### [Task prompt]
Rescale the records from the line with "Mark each instance of the willow" to the line with "x=159 y=189", both included, by giving every line again with each x and y coordinate in the answers multiplied by 0.85 and rounded to a whole number, halves rounding up. Keep all other lines and numbers unchanged.

### [Material for this task]

________________

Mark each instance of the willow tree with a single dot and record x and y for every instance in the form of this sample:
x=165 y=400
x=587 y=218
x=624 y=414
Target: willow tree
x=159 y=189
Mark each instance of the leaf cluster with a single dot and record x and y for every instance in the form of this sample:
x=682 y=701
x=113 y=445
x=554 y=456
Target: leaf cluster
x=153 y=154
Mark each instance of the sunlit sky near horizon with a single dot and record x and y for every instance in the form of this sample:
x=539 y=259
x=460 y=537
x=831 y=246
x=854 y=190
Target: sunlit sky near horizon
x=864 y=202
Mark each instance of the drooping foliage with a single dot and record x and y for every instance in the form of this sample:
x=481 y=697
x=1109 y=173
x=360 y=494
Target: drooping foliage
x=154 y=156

________________

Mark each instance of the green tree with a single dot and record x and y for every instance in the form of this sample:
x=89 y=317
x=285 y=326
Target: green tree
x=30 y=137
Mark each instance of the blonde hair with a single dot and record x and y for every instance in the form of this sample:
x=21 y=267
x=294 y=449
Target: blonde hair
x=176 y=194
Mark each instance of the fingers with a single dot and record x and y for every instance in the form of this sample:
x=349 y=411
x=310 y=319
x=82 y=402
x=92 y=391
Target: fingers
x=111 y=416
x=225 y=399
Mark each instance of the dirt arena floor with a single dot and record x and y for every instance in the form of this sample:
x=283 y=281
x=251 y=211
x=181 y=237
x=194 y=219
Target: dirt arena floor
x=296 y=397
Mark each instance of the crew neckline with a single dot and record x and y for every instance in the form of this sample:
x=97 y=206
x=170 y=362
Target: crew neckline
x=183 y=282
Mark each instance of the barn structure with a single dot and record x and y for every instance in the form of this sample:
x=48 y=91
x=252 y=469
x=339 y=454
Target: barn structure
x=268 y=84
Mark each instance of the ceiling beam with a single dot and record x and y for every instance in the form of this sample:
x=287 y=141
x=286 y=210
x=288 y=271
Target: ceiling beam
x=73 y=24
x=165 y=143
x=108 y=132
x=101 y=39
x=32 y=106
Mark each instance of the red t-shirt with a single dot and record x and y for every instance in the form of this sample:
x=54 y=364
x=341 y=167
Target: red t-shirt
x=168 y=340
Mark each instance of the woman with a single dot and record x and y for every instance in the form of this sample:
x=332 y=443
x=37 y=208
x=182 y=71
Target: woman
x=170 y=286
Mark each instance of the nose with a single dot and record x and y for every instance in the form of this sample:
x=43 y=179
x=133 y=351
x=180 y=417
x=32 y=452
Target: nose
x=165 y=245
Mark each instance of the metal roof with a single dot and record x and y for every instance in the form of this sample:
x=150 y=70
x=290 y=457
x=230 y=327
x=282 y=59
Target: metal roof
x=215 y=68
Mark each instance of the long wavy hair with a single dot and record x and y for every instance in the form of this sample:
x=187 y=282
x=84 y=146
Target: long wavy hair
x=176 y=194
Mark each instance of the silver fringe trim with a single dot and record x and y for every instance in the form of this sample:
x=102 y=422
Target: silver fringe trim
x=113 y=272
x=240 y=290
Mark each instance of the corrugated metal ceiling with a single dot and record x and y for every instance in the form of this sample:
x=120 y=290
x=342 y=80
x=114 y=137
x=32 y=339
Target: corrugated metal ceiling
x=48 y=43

________________

### [Response to this exercise]
Mark each instance of the willow tree with a single dot and record x and y for every instance in the form of this sample:
x=165 y=400
x=587 y=218
x=624 y=414
Target: willow tree
x=135 y=161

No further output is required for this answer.